__Page excerpt__
---------------

Late in 1987 The Damned began to work on a new album for MCA, but the result of these sessions remain unreleased as the record contract was dissolved. Two of the new songs ("Gunning For Love" and "The Loveless And The Damned") were later re-recorded by the Dave Vanian and the Phantom Chords side project. James and Sensible rejoined the group temporarily for a few live appearances including a concert at the London Town and Country Club in June 1988 which was released the following year as Final Damnation - The Damned Reunion Concert. Following a farewell concert at London's Brixton Academy supported by The Milk Monitors, Horse and Claytown Troupe the band disbanded again.
Although officially on hiatus, the group issued two singles in 1991. The first, "Fun Factory", was a song recorded in 1982 by the Sensible/Vanian/Scabies/Merrick line-up; intended for single release at the time, the bankruptcy of their record company prevented the issue of the record for 9 years. The year's second single, "Prokofiev", was recorded by Scabies, Vanian and Brian James, and was sold on a 1991 reunion tour of the US.
In 1993 the group reformed again with a new line-up featuring Scabies, Vanian, guitarists Kris Dollimore (formerly of The Godfathers), Alan Lee Shaw, and bassist Moose Harris (formerly of New Model Army). Around this time, two prominent modern rock groups each covered a Damned song: Guns N' Roses recorded "New Rose" for their "The Spaghetti Incident?" (1993), while The Offspring covered "Smash It Up" for the Batman Forever soundtrack (1995). Both cover versions would enjoy major label distribution and create more exposure to the Damned sound, sometimes to a younger audience unfamiliar with the group.

---------------

__Raw records__
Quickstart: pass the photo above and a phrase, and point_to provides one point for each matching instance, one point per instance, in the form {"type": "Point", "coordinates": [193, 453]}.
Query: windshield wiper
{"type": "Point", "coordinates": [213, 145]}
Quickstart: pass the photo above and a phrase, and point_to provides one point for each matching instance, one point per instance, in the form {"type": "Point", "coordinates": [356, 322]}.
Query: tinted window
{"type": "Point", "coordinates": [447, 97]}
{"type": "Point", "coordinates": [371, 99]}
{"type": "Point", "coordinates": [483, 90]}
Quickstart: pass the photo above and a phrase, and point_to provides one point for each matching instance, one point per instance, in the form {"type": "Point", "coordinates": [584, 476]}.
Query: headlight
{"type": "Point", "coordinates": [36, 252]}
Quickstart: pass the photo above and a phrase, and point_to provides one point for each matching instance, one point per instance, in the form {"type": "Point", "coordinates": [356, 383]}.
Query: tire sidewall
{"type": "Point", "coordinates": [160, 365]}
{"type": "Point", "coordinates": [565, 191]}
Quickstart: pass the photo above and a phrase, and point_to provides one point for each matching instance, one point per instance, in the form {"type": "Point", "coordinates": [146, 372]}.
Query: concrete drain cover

---------------

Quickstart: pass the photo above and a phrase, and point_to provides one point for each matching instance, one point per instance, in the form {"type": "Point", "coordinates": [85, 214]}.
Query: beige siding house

---------------

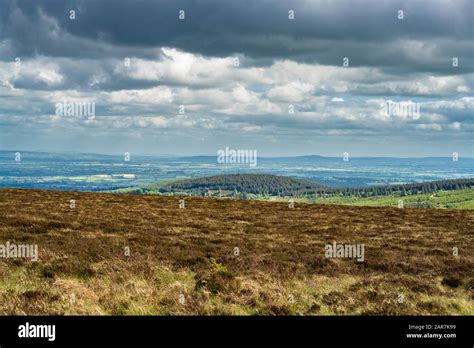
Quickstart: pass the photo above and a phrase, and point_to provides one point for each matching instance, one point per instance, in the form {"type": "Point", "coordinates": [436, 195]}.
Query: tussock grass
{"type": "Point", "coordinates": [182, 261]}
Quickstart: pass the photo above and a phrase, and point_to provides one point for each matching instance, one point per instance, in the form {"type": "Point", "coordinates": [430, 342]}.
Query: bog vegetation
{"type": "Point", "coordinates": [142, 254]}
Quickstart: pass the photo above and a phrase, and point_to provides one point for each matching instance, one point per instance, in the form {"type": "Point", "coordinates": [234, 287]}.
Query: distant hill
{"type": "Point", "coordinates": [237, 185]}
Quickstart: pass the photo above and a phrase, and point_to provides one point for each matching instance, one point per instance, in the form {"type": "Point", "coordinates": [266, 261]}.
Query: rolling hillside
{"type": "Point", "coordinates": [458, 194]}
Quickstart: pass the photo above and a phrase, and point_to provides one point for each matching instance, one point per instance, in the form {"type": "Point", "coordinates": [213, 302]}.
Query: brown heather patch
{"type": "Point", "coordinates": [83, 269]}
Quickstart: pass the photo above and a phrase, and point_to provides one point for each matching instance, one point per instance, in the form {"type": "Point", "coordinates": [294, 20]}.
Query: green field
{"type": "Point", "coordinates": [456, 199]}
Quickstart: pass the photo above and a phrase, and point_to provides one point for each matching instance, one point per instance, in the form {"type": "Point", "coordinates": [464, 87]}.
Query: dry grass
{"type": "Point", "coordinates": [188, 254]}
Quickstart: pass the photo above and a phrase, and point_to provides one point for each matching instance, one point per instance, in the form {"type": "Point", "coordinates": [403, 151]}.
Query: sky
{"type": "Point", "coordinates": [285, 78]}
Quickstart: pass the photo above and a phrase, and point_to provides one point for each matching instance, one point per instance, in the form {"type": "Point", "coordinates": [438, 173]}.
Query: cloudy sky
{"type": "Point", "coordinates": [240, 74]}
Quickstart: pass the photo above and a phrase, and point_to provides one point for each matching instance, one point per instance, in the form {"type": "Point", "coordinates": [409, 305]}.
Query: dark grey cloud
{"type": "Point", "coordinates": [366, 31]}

---------------

__Exercise requirements__
Put this sentence from the passage about The Damned into Spanish: "Although officially on hiatus, the group issued two singles in 1991." Work only from the passage about The Damned; the records play no part here.

__Problem solution__
Aunque oficialmente estaba en pausa, el grupo publicó dos sencillos en 1991.